## Aim
Please locate each line in the entries below that contains the string "chair", treating case as significant, and copy those lines out in full.

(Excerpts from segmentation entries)
--------
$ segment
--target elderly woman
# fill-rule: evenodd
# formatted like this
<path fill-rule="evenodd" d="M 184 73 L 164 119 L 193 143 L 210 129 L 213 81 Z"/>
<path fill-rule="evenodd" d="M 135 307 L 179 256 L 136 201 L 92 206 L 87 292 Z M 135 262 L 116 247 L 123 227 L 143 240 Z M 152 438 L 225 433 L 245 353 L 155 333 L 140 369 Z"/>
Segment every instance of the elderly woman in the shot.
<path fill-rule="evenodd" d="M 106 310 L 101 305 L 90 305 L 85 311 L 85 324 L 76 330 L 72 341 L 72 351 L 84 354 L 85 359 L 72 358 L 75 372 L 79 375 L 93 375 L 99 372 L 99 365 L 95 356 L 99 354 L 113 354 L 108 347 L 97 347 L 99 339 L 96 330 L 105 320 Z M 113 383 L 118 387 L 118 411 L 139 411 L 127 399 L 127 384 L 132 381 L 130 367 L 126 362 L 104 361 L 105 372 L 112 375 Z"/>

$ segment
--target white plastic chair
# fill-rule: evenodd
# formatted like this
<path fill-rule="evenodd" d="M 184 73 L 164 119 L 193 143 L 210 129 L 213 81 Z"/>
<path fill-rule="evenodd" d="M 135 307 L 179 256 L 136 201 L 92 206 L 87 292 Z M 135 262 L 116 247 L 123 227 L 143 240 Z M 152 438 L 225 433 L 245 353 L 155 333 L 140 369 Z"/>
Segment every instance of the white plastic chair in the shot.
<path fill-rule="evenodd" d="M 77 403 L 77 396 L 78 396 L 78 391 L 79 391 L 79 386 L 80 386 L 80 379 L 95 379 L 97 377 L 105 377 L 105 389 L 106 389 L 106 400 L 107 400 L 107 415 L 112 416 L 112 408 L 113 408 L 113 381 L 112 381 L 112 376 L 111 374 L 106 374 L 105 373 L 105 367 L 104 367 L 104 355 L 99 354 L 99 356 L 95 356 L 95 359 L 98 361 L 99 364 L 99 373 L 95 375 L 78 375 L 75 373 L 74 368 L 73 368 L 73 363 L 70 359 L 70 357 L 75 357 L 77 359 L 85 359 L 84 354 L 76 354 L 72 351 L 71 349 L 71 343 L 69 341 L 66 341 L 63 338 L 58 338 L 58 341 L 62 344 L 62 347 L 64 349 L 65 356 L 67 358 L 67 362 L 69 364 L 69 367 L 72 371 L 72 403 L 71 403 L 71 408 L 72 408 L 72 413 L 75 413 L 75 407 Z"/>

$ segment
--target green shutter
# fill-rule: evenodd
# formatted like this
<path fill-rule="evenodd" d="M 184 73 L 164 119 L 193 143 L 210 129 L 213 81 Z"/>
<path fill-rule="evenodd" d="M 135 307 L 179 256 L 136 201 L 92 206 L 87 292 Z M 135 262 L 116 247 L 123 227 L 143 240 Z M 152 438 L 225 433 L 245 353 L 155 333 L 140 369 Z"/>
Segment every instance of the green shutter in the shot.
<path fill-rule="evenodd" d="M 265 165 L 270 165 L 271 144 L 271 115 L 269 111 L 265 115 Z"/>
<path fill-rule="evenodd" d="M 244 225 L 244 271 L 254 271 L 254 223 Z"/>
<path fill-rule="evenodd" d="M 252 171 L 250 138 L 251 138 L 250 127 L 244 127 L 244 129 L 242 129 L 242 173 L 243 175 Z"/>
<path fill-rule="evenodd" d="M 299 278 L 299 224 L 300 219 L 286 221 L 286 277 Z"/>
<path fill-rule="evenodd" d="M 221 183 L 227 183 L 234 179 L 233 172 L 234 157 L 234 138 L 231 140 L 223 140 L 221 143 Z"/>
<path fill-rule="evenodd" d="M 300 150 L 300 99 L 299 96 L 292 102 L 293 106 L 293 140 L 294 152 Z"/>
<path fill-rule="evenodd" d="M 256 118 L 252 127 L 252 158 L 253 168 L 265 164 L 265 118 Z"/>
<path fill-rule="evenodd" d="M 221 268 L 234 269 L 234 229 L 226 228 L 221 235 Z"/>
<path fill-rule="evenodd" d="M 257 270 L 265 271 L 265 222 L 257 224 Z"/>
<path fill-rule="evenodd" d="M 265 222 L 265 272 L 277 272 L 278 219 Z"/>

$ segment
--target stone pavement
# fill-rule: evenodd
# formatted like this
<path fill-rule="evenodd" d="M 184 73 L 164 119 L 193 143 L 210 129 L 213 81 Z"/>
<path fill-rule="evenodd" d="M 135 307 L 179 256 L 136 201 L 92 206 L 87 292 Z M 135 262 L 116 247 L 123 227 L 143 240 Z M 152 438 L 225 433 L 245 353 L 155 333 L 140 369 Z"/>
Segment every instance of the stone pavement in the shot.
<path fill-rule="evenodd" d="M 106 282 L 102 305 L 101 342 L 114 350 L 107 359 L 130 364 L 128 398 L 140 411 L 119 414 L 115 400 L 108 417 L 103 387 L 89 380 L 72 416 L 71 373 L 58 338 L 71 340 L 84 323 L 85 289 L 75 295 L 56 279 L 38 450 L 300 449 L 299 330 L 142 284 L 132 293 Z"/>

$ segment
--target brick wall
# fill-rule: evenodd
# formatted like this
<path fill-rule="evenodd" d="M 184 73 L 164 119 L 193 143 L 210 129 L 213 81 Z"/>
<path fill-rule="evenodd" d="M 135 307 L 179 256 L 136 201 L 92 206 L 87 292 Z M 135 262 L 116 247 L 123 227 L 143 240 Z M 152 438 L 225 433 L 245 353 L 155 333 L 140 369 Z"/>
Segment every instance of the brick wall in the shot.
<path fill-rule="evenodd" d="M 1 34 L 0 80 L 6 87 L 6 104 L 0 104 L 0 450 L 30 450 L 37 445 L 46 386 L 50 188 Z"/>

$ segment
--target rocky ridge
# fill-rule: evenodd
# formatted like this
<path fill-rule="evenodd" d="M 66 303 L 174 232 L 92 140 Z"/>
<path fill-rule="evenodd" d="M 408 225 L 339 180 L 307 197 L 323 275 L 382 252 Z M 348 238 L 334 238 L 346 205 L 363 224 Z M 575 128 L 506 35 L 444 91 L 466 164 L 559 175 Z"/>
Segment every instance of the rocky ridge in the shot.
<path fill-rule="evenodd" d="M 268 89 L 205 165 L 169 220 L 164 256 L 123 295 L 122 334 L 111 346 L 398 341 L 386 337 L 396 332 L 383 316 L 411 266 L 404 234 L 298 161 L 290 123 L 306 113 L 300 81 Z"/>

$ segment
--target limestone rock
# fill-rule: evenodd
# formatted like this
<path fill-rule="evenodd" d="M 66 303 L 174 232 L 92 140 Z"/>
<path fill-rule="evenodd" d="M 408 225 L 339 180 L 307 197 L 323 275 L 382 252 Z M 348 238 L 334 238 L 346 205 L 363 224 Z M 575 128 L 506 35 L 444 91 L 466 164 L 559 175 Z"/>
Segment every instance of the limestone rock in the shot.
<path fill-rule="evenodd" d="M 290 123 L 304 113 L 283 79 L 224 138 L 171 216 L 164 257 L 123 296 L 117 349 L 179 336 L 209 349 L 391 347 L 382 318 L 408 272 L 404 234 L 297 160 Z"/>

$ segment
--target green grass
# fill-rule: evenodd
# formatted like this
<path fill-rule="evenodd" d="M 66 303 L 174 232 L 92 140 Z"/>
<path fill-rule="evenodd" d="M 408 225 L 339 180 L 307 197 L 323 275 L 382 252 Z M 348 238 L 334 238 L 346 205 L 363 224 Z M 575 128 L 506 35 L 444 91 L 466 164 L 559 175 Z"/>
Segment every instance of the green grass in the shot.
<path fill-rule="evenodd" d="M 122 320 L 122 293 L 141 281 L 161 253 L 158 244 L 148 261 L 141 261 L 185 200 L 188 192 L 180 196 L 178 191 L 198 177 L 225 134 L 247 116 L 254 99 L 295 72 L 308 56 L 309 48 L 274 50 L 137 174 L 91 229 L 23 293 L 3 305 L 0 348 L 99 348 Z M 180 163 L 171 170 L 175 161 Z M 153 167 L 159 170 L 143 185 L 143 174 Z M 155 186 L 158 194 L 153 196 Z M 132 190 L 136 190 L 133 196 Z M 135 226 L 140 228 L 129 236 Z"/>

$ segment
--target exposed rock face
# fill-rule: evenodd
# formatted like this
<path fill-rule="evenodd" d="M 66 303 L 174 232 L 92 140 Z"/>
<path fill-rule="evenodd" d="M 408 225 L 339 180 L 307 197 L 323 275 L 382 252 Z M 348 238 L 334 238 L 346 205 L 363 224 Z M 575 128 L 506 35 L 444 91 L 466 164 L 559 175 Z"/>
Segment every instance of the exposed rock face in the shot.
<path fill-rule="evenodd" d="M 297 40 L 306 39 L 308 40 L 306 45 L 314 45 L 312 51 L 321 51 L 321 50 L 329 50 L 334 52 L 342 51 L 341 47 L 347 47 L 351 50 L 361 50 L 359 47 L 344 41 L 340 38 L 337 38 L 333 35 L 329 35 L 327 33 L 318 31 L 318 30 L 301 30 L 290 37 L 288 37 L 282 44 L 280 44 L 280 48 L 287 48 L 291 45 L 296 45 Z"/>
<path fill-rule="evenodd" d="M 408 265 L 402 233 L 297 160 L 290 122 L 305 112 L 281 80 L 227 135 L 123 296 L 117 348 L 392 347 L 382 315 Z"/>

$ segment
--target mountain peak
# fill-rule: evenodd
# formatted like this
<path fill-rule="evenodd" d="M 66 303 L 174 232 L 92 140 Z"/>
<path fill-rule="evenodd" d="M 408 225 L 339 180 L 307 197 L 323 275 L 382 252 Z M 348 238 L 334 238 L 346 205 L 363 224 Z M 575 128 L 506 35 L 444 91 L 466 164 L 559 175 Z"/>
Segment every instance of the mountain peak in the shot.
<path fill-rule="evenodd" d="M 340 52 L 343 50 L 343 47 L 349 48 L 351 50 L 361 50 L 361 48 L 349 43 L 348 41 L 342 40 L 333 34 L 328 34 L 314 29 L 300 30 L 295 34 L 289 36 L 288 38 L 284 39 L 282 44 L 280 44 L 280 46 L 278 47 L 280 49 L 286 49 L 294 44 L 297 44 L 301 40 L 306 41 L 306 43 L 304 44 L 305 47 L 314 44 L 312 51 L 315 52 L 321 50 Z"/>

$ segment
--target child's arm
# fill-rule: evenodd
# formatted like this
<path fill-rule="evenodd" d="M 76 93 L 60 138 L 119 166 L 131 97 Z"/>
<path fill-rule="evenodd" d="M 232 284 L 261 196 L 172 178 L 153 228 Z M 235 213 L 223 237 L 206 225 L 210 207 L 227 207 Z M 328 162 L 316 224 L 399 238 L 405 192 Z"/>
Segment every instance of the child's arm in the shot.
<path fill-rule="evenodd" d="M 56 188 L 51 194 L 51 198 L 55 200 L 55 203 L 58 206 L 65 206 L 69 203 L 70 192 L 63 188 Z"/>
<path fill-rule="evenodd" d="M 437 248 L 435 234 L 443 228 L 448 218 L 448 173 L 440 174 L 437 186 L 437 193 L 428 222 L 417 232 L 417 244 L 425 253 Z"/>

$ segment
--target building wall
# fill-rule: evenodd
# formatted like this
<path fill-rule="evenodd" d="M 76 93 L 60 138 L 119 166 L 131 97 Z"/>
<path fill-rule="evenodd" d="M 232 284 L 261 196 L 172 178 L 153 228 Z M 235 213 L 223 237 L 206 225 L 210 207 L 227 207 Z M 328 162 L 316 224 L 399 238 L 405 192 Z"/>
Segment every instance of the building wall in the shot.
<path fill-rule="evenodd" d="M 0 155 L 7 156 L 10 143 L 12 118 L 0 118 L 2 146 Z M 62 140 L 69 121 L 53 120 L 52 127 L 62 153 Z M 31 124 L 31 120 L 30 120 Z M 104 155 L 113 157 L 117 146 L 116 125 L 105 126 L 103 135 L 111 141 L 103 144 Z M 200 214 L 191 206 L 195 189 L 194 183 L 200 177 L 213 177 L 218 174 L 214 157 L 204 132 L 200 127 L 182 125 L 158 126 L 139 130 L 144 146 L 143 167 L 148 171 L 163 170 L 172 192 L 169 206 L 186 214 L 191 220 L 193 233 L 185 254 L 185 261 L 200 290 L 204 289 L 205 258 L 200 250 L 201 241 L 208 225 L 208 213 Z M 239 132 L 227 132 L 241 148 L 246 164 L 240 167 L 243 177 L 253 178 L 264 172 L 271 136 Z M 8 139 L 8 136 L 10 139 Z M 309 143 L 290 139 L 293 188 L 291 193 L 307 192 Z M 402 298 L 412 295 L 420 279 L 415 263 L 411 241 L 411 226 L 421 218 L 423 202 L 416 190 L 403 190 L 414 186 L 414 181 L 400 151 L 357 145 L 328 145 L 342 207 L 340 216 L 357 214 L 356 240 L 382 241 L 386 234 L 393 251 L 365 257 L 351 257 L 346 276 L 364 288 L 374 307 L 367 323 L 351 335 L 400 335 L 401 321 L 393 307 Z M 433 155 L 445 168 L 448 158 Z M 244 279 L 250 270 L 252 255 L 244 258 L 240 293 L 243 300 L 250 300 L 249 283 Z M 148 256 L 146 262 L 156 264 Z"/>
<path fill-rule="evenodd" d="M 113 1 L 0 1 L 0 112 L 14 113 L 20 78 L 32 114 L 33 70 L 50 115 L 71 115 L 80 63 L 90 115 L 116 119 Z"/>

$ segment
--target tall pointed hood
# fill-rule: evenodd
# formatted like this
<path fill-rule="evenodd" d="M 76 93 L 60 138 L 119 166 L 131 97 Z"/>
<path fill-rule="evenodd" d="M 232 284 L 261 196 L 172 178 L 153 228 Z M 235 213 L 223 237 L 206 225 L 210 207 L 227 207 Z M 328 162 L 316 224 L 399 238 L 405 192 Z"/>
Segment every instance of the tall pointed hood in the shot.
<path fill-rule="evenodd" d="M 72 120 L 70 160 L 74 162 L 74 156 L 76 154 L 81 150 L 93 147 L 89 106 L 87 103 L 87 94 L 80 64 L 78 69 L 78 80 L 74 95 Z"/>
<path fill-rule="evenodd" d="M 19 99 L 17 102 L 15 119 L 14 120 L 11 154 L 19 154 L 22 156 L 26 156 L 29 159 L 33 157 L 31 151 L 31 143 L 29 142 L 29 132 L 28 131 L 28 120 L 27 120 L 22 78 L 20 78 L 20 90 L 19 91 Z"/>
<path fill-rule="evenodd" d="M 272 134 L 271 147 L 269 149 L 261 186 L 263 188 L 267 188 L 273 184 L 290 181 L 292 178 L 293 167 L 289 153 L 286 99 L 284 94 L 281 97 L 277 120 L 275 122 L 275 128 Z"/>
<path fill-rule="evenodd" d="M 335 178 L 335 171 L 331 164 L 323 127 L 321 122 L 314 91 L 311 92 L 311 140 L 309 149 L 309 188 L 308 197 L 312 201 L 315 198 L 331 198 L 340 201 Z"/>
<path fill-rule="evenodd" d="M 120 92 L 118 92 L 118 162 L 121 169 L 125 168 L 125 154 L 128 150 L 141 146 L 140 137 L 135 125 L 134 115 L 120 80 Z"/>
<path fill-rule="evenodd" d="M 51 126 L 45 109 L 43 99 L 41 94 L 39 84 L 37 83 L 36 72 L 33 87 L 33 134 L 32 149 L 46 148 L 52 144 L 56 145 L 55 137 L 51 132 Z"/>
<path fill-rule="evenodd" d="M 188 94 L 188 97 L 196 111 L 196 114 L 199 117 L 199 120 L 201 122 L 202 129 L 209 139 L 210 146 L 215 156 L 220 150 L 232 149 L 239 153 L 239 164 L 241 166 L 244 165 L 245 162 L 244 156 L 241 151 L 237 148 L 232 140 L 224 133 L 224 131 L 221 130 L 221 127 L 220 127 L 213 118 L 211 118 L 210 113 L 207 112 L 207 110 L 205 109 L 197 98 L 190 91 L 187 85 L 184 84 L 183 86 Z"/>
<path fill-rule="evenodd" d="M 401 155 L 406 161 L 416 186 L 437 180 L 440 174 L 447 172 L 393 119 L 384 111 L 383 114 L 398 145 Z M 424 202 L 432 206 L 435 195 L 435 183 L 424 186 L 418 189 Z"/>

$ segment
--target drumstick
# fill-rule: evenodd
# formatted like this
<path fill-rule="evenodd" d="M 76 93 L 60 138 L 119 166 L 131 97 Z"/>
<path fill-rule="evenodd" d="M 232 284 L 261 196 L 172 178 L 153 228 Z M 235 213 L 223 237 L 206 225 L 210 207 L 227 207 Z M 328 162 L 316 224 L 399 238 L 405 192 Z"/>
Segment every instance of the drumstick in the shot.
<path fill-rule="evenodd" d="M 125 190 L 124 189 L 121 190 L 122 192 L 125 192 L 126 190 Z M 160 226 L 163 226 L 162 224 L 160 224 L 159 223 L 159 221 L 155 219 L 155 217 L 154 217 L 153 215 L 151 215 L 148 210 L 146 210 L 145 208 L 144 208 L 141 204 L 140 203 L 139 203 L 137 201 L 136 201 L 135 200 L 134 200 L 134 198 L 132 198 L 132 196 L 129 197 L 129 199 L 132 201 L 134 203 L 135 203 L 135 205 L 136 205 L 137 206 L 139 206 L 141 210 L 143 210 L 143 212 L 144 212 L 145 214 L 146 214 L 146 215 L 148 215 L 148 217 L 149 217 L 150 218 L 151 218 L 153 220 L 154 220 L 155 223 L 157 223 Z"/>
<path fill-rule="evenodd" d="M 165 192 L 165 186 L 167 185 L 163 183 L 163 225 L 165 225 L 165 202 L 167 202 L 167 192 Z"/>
--------
## Answer to the task
--target white plastic chair
Segment every instance of the white plastic chair in the shot.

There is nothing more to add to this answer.